▶ **Work to do**
Output the items below word for word, from the start of the items through the line containing "28,192,83,213", including that line.

(Stored items)
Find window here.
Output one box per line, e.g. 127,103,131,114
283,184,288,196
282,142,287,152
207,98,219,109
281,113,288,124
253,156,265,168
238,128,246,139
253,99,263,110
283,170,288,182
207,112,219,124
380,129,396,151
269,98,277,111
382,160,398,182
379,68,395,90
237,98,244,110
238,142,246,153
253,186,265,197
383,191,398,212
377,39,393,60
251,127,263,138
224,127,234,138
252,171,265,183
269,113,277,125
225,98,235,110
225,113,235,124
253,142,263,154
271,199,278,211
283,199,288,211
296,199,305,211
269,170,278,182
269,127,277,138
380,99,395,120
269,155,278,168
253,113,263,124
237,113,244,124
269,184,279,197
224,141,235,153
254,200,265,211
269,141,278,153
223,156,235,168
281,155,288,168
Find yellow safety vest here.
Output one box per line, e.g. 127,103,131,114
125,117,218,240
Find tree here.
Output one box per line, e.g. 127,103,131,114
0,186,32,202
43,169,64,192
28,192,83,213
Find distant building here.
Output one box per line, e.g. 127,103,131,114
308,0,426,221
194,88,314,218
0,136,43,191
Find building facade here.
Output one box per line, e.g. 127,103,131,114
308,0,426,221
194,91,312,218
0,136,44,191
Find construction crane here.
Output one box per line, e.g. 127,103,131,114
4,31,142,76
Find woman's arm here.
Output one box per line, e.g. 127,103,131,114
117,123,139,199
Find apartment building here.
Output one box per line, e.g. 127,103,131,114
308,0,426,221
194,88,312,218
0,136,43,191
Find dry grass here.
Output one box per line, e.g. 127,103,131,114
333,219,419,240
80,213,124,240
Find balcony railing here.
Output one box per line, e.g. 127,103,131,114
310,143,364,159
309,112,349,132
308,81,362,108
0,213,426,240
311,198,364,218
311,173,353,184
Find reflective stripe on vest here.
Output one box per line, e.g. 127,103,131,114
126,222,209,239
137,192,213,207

▶ **Result below**
Find window here.
Output one box per line, e.g. 127,103,131,114
283,184,288,196
282,142,287,152
207,98,219,109
281,113,288,124
253,156,265,168
238,128,246,139
253,99,263,110
283,170,288,182
207,112,219,124
380,129,396,151
269,98,277,111
382,160,398,182
379,68,395,90
237,98,244,110
238,142,246,153
253,186,265,197
383,191,398,212
377,39,393,60
251,127,263,138
224,127,234,138
252,171,265,183
269,113,277,125
225,98,235,110
225,113,235,124
253,142,263,154
271,199,278,211
283,199,288,211
296,199,305,211
269,170,278,182
269,127,277,138
380,99,395,120
269,155,278,168
253,113,263,124
237,113,244,124
269,184,279,197
224,141,235,153
254,200,265,211
269,141,278,153
223,156,235,168
281,155,288,168
Find yellow safety vest here.
Output one box per line, e.g. 127,103,131,114
125,117,218,240
Find tree here.
Output one box per line, e.g. 127,103,131,114
0,186,32,202
43,169,64,192
28,192,83,213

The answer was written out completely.